== SUPPLIED MATERIAL ==

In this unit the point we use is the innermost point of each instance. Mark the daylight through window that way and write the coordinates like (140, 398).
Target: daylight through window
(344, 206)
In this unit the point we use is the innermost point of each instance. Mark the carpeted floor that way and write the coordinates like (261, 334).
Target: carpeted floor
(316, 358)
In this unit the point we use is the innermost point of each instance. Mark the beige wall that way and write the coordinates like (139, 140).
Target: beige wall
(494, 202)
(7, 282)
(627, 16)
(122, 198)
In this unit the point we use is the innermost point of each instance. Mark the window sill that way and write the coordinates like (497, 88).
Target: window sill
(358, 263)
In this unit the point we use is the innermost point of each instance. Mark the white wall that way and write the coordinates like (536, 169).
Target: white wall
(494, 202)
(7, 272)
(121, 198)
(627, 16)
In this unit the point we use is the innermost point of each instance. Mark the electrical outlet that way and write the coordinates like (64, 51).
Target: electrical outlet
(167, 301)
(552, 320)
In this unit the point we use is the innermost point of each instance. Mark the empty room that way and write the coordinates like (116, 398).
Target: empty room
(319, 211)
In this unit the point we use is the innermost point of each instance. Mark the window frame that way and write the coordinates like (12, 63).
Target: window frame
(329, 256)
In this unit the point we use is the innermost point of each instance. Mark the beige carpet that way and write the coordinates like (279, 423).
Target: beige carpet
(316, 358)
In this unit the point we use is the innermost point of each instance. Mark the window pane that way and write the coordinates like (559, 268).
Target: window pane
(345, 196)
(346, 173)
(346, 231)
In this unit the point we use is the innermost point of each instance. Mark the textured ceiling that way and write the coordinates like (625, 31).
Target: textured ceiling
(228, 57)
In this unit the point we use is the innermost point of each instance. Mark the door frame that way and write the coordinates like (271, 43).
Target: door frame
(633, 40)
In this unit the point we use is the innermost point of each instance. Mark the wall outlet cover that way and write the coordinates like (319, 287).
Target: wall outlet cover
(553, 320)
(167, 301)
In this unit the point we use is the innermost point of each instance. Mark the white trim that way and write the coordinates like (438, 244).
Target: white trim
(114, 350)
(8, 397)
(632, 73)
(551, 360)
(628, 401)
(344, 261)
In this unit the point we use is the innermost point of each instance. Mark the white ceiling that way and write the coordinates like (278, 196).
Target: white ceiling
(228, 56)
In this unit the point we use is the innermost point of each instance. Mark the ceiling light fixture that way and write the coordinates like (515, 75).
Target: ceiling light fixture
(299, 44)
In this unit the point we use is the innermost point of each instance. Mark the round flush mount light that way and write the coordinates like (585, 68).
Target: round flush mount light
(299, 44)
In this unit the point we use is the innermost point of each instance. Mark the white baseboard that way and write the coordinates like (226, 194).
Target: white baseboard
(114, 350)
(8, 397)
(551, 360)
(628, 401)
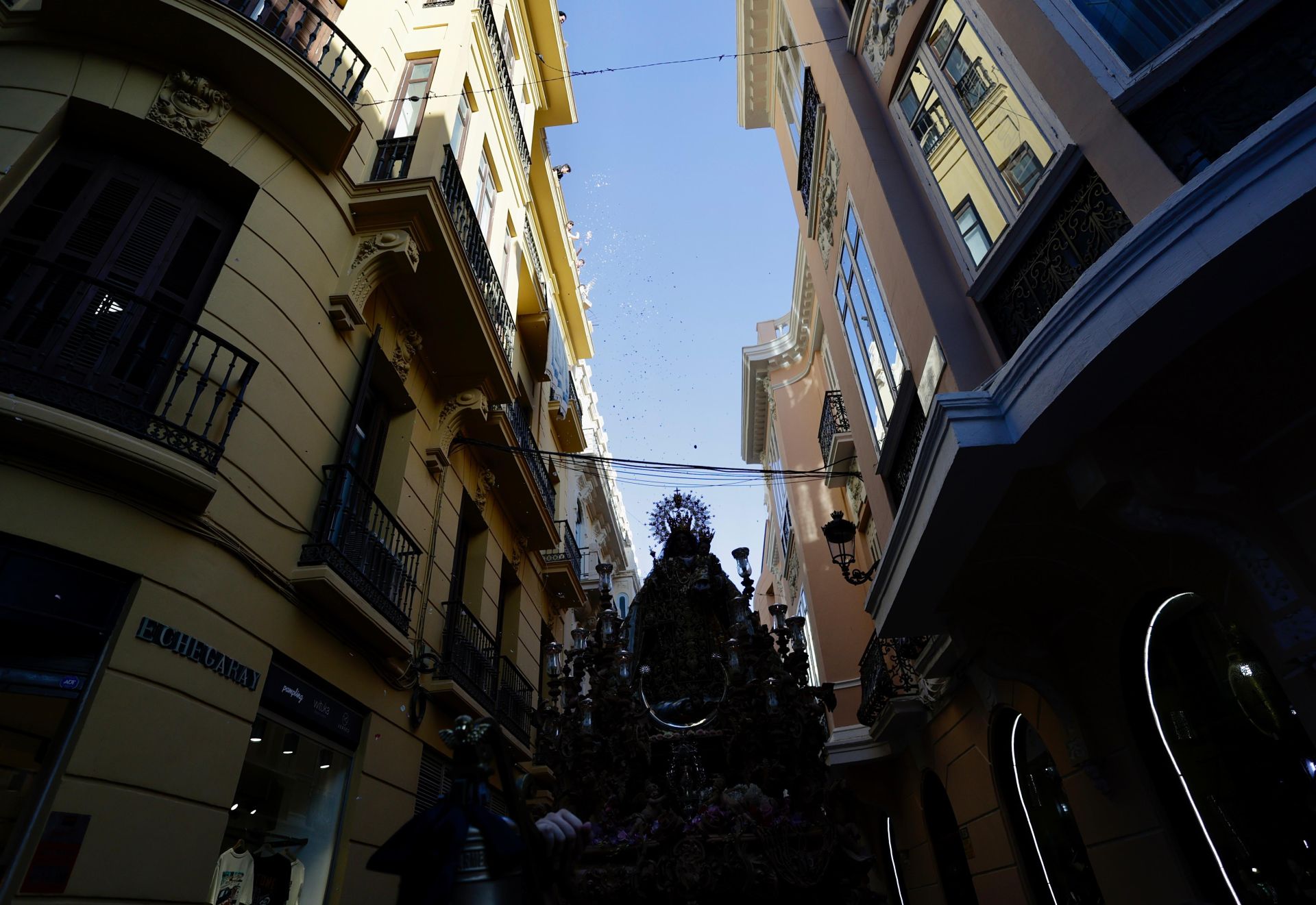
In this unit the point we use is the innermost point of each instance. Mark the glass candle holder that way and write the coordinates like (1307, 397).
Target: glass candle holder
(553, 659)
(795, 625)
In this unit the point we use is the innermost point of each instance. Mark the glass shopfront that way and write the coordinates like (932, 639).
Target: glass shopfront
(1239, 766)
(57, 615)
(283, 822)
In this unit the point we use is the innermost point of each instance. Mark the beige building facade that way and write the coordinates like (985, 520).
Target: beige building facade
(1023, 223)
(291, 334)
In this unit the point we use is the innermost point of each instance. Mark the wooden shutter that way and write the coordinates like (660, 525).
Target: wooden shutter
(104, 266)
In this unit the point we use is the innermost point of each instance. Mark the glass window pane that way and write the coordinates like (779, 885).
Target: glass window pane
(878, 307)
(1138, 29)
(995, 110)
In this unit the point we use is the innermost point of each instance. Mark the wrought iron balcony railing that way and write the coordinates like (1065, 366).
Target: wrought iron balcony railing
(1082, 225)
(504, 77)
(477, 251)
(515, 700)
(393, 161)
(566, 551)
(360, 540)
(86, 346)
(886, 673)
(470, 656)
(308, 33)
(833, 421)
(974, 86)
(808, 134)
(531, 454)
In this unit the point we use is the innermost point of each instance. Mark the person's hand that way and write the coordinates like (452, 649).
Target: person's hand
(565, 837)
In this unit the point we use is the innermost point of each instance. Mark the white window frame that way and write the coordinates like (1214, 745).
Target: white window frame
(870, 314)
(1114, 74)
(1034, 104)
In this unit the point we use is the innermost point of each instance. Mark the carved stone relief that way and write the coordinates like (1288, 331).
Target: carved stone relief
(449, 423)
(190, 106)
(378, 257)
(828, 188)
(881, 38)
(409, 344)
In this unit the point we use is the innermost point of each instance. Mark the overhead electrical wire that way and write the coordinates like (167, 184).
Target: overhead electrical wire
(576, 74)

===

*TO DO*: Copy all of the lines above word for word, and leave the pictures out of your answer.

*THE RESPONSE*:
In this unit the point we use is the innermost point of each instance. Mark the daylight through window that way and write the coordinates like (140, 398).
Target: daylight through window
(344, 206)
In this unit the point we use is the innermost point of each instance. Mark the carpeted floor that way and write the coordinates like (261, 334).
Target: carpeted floor
(316, 358)
In this unit the point we use is the innermost point of each instance. Mark the beige wall that way and write the coordinates like (139, 140).
Target: beige wall
(494, 202)
(7, 282)
(627, 16)
(122, 198)
In this unit the point we use is the innermost point of each instance. Mark the window sill that way and write the coordinates like (497, 88).
Target: window sill
(358, 263)
In this unit the point we use is the innermost point of each instance. Mark the white wall that way and write the coordinates like (536, 169).
Target: white wall
(494, 202)
(7, 272)
(121, 198)
(627, 16)
In this unit the point we use is the innermost point of each instance. Mark the electrical outlet that way and write the coordinates like (64, 51).
Target: electrical outlet
(167, 301)
(552, 320)
In this unit the point we use is the innermost point of each instance. Mark the empty room that way and write the coordinates like (116, 398).
Target: empty room
(319, 211)
In this unit the point we use is the innermost point of each instance. Mark the window frame that way and write the coordinates like (12, 63).
Target: window frame
(329, 256)
In this unit the point we use is the innermost point of each instance. Mark the beige carpet that way and write the coordinates like (279, 423).
Target: beige carpet
(316, 358)
In this unit the point we use is the innermost point of each instance. Mark the window pane that way and write the coordinates like (559, 268).
Target: window pane
(345, 196)
(346, 173)
(346, 231)
In this unit the point we use is the innermost point of each instance. Mark the textured ceiling that way and write the coordinates like (625, 31).
Target: textured ceiling
(228, 57)
In this unit the point we use is the innermost point of each instance. Mark the door frame that way and write the coordinates like (271, 43).
Target: door frame
(633, 40)
In this unit the point we use is the innermost point of each instance. Mark the wall outlet cover that way and write the coordinates like (319, 287).
Target: wall outlet cover
(553, 320)
(167, 301)
In this unit the point we use is the innermost point of each instance. Mark the white trim that way and write the coordinates like (438, 244).
Target: white trim
(114, 350)
(8, 397)
(632, 73)
(551, 360)
(628, 401)
(344, 261)
In this unit the point we use is the innermost point of each instance. Mark the white ceiling that way and write the coordinates like (278, 196).
Target: white ceiling
(228, 56)
In this unit the point we use is the innermost point of each instance. Mark the ceiling light fixture that way and write the coordinates like (515, 75).
Target: ceiling light fixture
(299, 44)
In this unit the point we use is the innermost point of each instance. Mark the round flush mount light that way and write the coordinates like (585, 68).
Target: round flush mount light
(299, 44)
In this unit the point we use is the innermost point of each instance. Mark the white baseboard that way and write the coordinates like (226, 194).
Target: white baseboard
(114, 350)
(8, 397)
(551, 360)
(628, 401)
In this unit the point we use is the innermost point of each instance. Mark the glass candle holder that way and write the coordinates like (1307, 397).
Target: glass candle holder
(553, 659)
(795, 625)
In this unit the point we use is the innermost point of each instance. Mark the glass shopfront that way and write the coordinates like (932, 639).
Target: glass shopfront
(1239, 766)
(57, 615)
(283, 822)
In this unit the point we use is the innermost point of each instance. Mark the beige building facade that way and write the coordinates like (985, 520).
Target: beige building facade
(1023, 223)
(291, 334)
In this unit the point we use is the innermost point of each instance. Mark the wooden shutter that way and write the coordinates like (660, 525).
Target: wooden shutter
(104, 266)
In this unit the point we use is the innermost point of each instance. Mark the glass window pane that way and write the coordinates like (779, 885).
Target: glass window pane
(878, 307)
(1138, 29)
(995, 110)
In this unit the point we use is the innermost point of each instance. Mark the wrought iron balcony railing that way and write the coordinates like (1065, 366).
Target: wrought iron balcony railing
(1082, 225)
(504, 77)
(477, 251)
(515, 700)
(393, 161)
(566, 551)
(360, 540)
(86, 346)
(886, 673)
(470, 656)
(308, 33)
(833, 421)
(974, 86)
(808, 134)
(531, 454)
In this unit the point we use is the innermost point of each instance. Mark the person's hand that way and write the coordinates like (452, 649).
Target: person's hand
(565, 837)
In this unit the point we use is the innermost point of each instance. Mark the white window frame that way and write the coordinates like (1214, 745).
Target: white window frame
(870, 314)
(1114, 74)
(1034, 104)
In this unit the point we use is the innermost point of each instance. Mark the carved stone relief that way and write the coordinates like (1288, 331).
Target: carved stone relief
(449, 423)
(190, 106)
(378, 257)
(828, 188)
(881, 38)
(409, 344)
In this unit the point we use is the innermost point of each instance. Mark the overhead electrical wire that way and write the coordinates like (167, 184).
Target: overhead electrical wire
(576, 74)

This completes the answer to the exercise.